**Text passage**:
-------

Reputation: 1
Hello I would like to archive the following, we have a data pool there we store a lot of duplicated items (see a sample below) and i need to query all latest entry's by an distinct id, after wards i need to group the results by state to get a count of the occurences.
I've trying the following query with the result that I'll get items with each state but it should be only the newest item.
e.g with the sample data it should be only 2 and not 3 entries.
{
"size": 0,
"sort": [
{ "timestamp": { "order": "desc" } }
],
"query": {
"bool": {
"must": [
{
"match": {
"projectName": "XYZ"
}
}
]
}
},
"aggs": {
"categories": {
"terms": {
"field" : "state", "size": 50
}
},
"aggs": {
"item_count": {
"cardinality": {
"field": "id"
}
}
}
}
}
The data structure look like the following:
{
"state": "Implemented",
"priority": "Low",
"severity": "Minor",
"id": 9898,
"timestamp": "2024-10-01T00:01:12.881358+00:00",
"projectName": "XYZ"
},
{
"state": "Closed",
"priority": "Low",
"severity": "Minor",
"id": 9898,
"timestamp": "2024-10-08T00:01:12.881358+00:00",
"projectName": "XYZ"
},
{
"state": "Implemented",
"priority": "Low",
"severity": "Minor",
"id": 999,
"timestamp": "2024-10-01T00:01:12.881358+00:00",
"projectName": "XYZ"

-------

**Dataset rows**:

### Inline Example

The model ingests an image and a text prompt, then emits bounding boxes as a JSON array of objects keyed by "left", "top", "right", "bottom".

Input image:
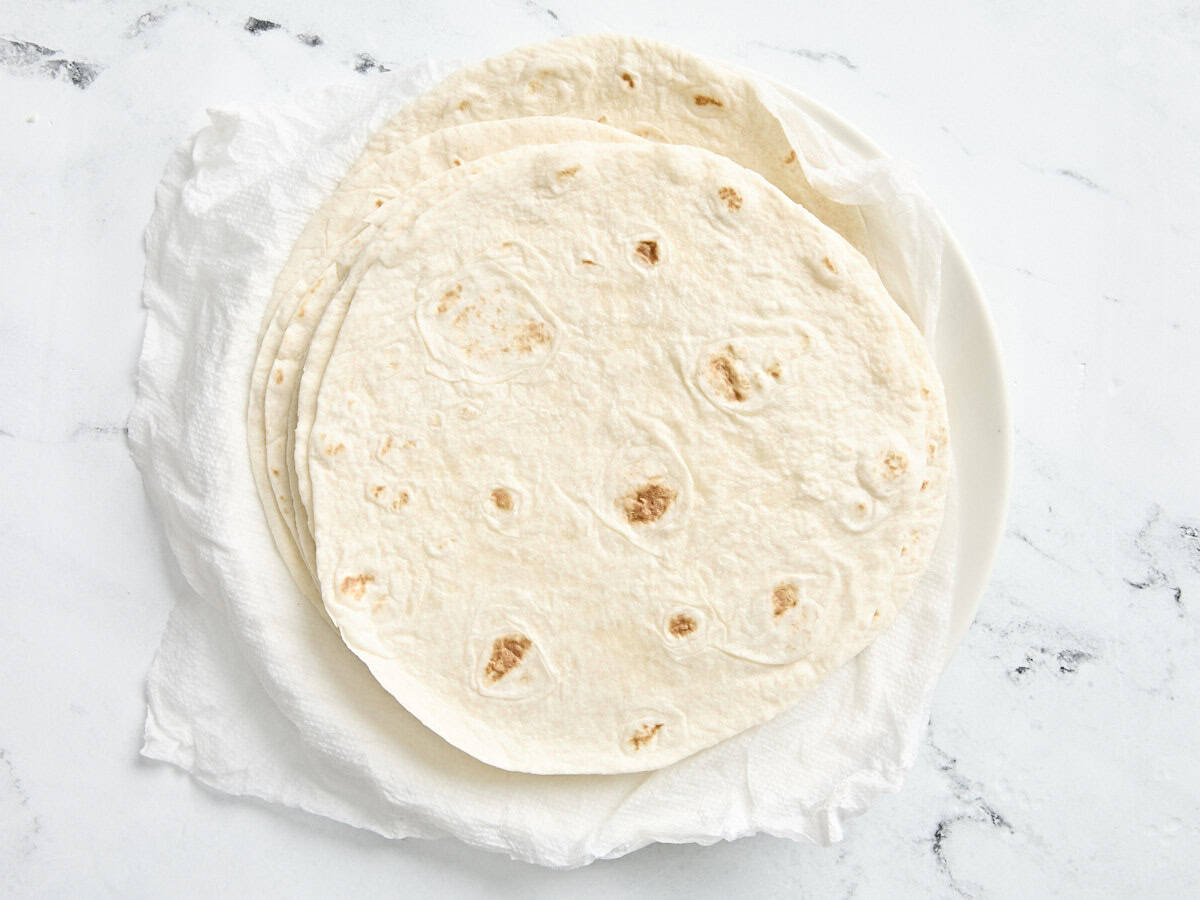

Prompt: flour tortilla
[
  {"left": 247, "top": 35, "right": 871, "bottom": 596},
  {"left": 247, "top": 118, "right": 637, "bottom": 606},
  {"left": 308, "top": 143, "right": 948, "bottom": 773}
]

-------

**Exercise prompt**:
Copy out the post above about counting the newest entries by state, word for word from start to finish.

**The answer**:
Reputation: 1
Hello I would like to archive the following, we have a data pool there we store a lot of duplicated items (see a sample below) and i need to query all latest entry's by an distinct id, after wards i need to group the results by state to get a count of the occurences.
I've trying the following query with the result that I'll get items with each state but it should be only the newest item.
e.g with the sample data it should be only 2 and not 3 entries.
{
"size": 0,
"sort": [
{ "timestamp": { "order": "desc" } }
],
"query": {
"bool": {
"must": [
{
"match": {
"projectName": "XYZ"
}
}
]
}
},
"aggs": {
"categories": {
"terms": {
"field" : "state", "size": 50
}
},
"aggs": {
"item_count": {
"cardinality": {
"field": "id"
}
}
}
}
}
The data structure look like the following:
{
"state": "Implemented",
"priority": "Low",
"severity": "Minor",
"id": 9898,
"timestamp": "2024-10-01T00:01:12.881358+00:00",
"projectName": "XYZ"
},
{
"state": "Closed",
"priority": "Low",
"severity": "Minor",
"id": 9898,
"timestamp": "2024-10-08T00:01:12.881358+00:00",
"projectName": "XYZ"
},
{
"state": "Implemented",
"priority": "Low",
"severity": "Minor",
"id": 999,
"timestamp": "2024-10-01T00:01:12.881358+00:00",
"projectName": "XYZ"